### Goal of the exercise
Continue the article below about race car driver Jarrett, his family, and his lead in the standings, starting after its final sentence.

┌─ Source passage

Jarrett also had a second Brickyard victory in view last year when his domination was halted by an empty fuel tank just past the halfway point of the 160-lap race.

"I really don't like to get myself depressed like that, of what it may have been like," he said with a laugh when asked about his choice of racing over golf.

"I'm sure that would have been a real struggle, and I would have been in trouble. No, I don't really think back to it. I enjoy what I'm doing so much that I don't really look back and say, 'What if?'"

Golf isn't even his pressure relief valve. Family is.

Jarrett said someone from the family - his wife, Kelley; children Jason, Natalee, Karsyn and Zachary; father, Ned; and brother, Glenn - is at every race.

He noted that even he should have a bad day in qualifying or practice, soon after he gets back with the family, the kids are playing and wanting him to participate.

"And you can get yourself into their world and kind of forget about everything else for a little while," he said. "And sometimes that's the best medicine.

"Sometimes you can out-think yourself and do too much thinking. And they kind of put a different perspective on life. It's kind of refreshing.

"Definitely better than golf. I get too frustrated on the golf course. That's not always the best medicine for me."

The last three seasons Jarrett, driver of the Robert Yates-owned Quality Care Service /Ford Credit Ford No. 88, has been the chaser in the second half of the season as he has finished third, second and third, respectively, in the final standings. This year he is in the new position of front-runner but doesn't see the pressure as being any more intense.

"I think if anything there's a little less pressure when you get a decent lead," he said.

He feels he can go out and race knowing that the pressure is on the other challengers who must perform, as he put, at another level and hope that he falters. So far that hasn't happened.

Oddly, he started the season with a miserable 37th place finish in the Daytona 500. But in the next 18 races, he won three, placed in the top 10 in 17 and the top five in 15.

"So far we've been able to do our job," he said. "And as long as we can do that, everything will be fine. But if you're the guy chasing the guy up front, you've got to count on them having some trouble or making a mistake. It doesn't matter how good you do your job, because sometimes it's not enough.

└─
┌─ Information shown

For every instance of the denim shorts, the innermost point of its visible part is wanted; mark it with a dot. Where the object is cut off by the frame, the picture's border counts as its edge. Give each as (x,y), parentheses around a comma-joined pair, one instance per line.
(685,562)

└─
┌─ Information shown

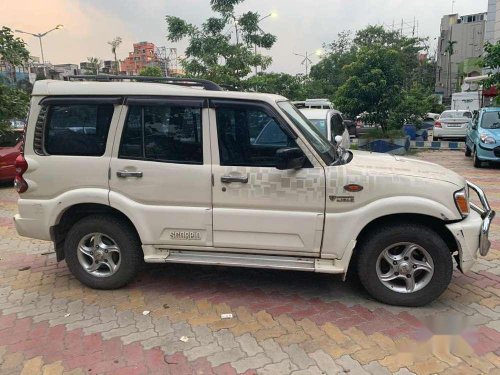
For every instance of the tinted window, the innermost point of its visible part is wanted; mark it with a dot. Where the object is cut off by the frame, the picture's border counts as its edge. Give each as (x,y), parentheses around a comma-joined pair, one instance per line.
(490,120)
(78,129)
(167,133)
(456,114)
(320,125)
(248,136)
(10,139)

└─

### Answer space
"It's much more fun being out front and letting those guys go home and say, 'Man, those guys finished in the top five again.' Which we've done that the last few years."

Jarrett believes the Winston Cup championship is one of the toughest in sport to win, because for 34 race weekends everyone involved with the team must perform at his utmost best.

Another factor, he points out, is that with other sports if a player is injured he can be replaced. The replacement may not be as good as the player he steps in for, but he's usually capable enough that the team still can make it to the World Series or Super Bowl.

"Here, the key thing is we can't have any of our key people getting injured, because it's tough to replace them," he said.

"Especially in the driver standpoint. There is no replacement there that can carry you to the championship.

"It's long," he continued about the season. "It's definitely grinding and takes a toll on your people more than the drivers. We can definitely get through it. But these guys (mechanics) work six and seven days a week. That's quite a schedule to keep up. You're asking a lot of them."

But, Jarrett adds, when the team winds up in Victory Lane it shows that their hard work is paying off.

"Then whenever their bonus checks come home, their wife and kids say, 'This is OK,'" he said. "You've got to have that reward."

Jarrett's goal since winning the Brickyard 400 in 1996 was to become the first two-time winner. But Jeff Gordon beat him to it by winning last year. "Yeah, we thought we were going to be the first two-time winner, but Jeff got that," he said. "And he runs well here. We'd certainly like to tie him in that. I think with the record we've had running well here each year, we'll have that opportunity.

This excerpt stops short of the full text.